• [WRITTEN EXERCISE] Retype the data below line for line, with every character unchanged.

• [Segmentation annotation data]
++++++++++
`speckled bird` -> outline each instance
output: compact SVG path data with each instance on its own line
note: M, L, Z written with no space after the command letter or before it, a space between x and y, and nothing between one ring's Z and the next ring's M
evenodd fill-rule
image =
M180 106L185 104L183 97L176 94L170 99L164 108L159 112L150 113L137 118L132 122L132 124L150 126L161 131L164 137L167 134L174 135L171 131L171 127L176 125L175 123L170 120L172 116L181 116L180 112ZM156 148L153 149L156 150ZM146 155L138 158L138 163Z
++++++++++
• [FULL ANSWER]
`speckled bird` -> outline each instance
output: compact SVG path data with each instance on its own line
note: M, L, Z written with no space after the command letter or before it, a space between x and y, and nothing between one ring's Z and the next ring's M
evenodd fill-rule
image =
M180 106L185 104L183 97L176 94L170 99L164 108L159 112L150 113L137 118L132 122L132 124L150 126L161 131L164 137L167 134L174 135L171 131L171 127L176 125L175 123L170 120L172 116L181 116L180 112ZM156 148L153 149L156 150ZM146 155L138 158L138 163Z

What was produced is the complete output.